> [TAREFA 1]
Responda com base no trecho:
(a) Qual era o pior pesadelo de Primo Levi em Auschwitz?
(b) Quantos membros do Exército são apontados no assassinato dos três rapazes?
(c) O que acolheu o protesto dos moradores do Providência?
> [TAREFA 2] Reproduza o trecho, sem mudar nada, de "O INIMAGINÁVEL acontece." até "em outra coisa.".

> [TRECHO]

Acreditar no horror exige imaginá-lo de perto e arriscar alguma identificação com as vítimas, mesmo quando distantes de nós.
O INIMAGINÁVEL acontece. Supera nossa capacidade de prever o pior. Conduz-nos até a borda do real e nos abandona ali, pasmos, incapazes de representar mentalmente o atroz. O pior pesadelo do escritor Primo Levi, em Auschwitz, era voltar para casa e não encontrar quem acreditasse no horror do que ele tinha a contar.
Acreditar no horror exige imaginá-lo de perto e arriscar alguma identificação com as vítimas, mesmo quando distantes de nós. Penso no assassinato dos cidadãos cariocas David Florêncio da Silva, Wellington Gonzaga Costa e Marcos Paulo da Silva por 11 membros do Exército encarregados de proteger os moradores do morro da Providência. Assassinados por militares, sim, pois não há diferença entre executar os rapazes e entregá-los à sanha dos traficantes do morro rival. A notícia é tão atroz que o leitor talvez tenha se inclinado a deixar o jornal e pensar em outra coisa.
Não por insensibilidade ou indiferença, quero crer, mas pela distância social que nos separa deles, abandonamos mentalmente os meninos mortos à dor de seus parentes. Abandonamos os familiares que denunciaram o crime às possíveis represálias de outros "defensores da honra da instituição". Desistimos de nossa indignação sob o efeito moral das bombas que acolheram o protesto dos moradores do Providência.

> [ENTRADAS FORNECIDAS]

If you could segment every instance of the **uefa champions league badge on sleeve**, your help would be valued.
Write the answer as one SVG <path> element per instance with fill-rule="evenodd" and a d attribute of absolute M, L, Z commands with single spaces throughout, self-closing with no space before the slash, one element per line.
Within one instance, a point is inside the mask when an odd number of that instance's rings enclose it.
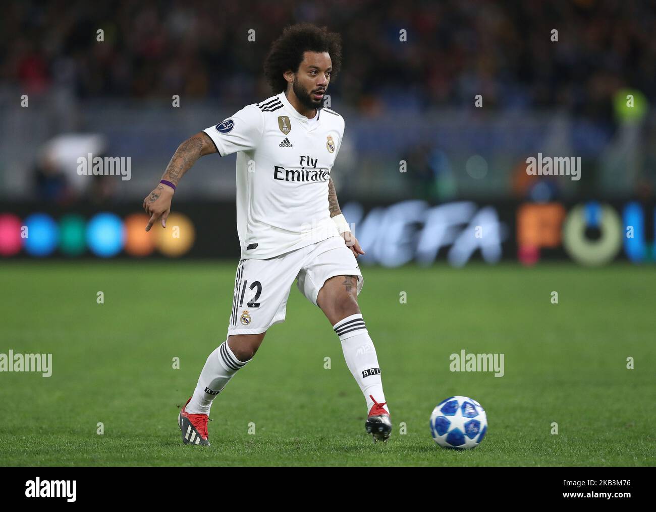
<path fill-rule="evenodd" d="M 229 134 L 235 127 L 235 122 L 232 119 L 226 119 L 223 122 L 220 122 L 215 128 L 220 134 Z"/>
<path fill-rule="evenodd" d="M 239 317 L 239 321 L 241 322 L 242 325 L 248 325 L 251 323 L 251 315 L 248 314 L 247 309 L 245 309 L 241 314 L 241 316 Z"/>

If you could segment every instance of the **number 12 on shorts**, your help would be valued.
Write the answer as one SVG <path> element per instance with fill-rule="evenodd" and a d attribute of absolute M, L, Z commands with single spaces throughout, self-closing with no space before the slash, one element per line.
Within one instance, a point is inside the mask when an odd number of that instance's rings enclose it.
<path fill-rule="evenodd" d="M 241 287 L 241 296 L 239 297 L 239 307 L 241 308 L 243 305 L 244 302 L 244 295 L 246 294 L 246 287 L 248 285 L 248 280 L 244 281 L 243 286 Z M 262 283 L 259 281 L 253 281 L 253 283 L 249 287 L 251 290 L 253 291 L 255 288 L 257 288 L 257 291 L 255 292 L 255 296 L 253 297 L 253 300 L 248 302 L 246 305 L 249 308 L 259 308 L 260 303 L 257 302 L 257 299 L 260 298 L 260 295 L 262 293 Z"/>

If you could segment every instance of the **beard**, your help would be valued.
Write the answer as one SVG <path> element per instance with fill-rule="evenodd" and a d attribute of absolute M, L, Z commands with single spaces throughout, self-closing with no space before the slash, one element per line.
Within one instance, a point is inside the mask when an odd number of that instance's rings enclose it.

> [RESPOSTA 1]
(a) Voltar para casa e não encontrar quem acreditasse no horror do que ele tinha a contar.
(b) 11.
(c) Bombas.

> [RESPOSTA 2]
O INIMAGINÁVEL acontece. Supera nossa capacidade de prever o pior. Conduz-nos até a borda do real e nos abandona ali, pasmos, incapazes de representar mentalmente o atroz. O pior pesadelo do escritor Primo Levi, em Auschwitz, era voltar para casa e não encontrar quem acreditasse no horror do que ele tinha a contar.
Acreditar no horror exige imaginá-lo de perto e arriscar alguma identificação com as vítimas, mesmo quando distantes de nós. Penso no assassinato dos cidadãos cariocas David Florêncio da Silva, Wellington Gonzaga Costa e Marcos Paulo da Silva por 11 membros do Exército encarregados de proteger os moradores do morro da Providência. Assassinados por militares, sim, pois não há diferença entre executar os rapazes e entregá-los à sanha dos traficantes do morro rival. A notícia é tão atroz que o leitor talvez tenha se inclinado a deixar o jornal e pensar em outra coisa.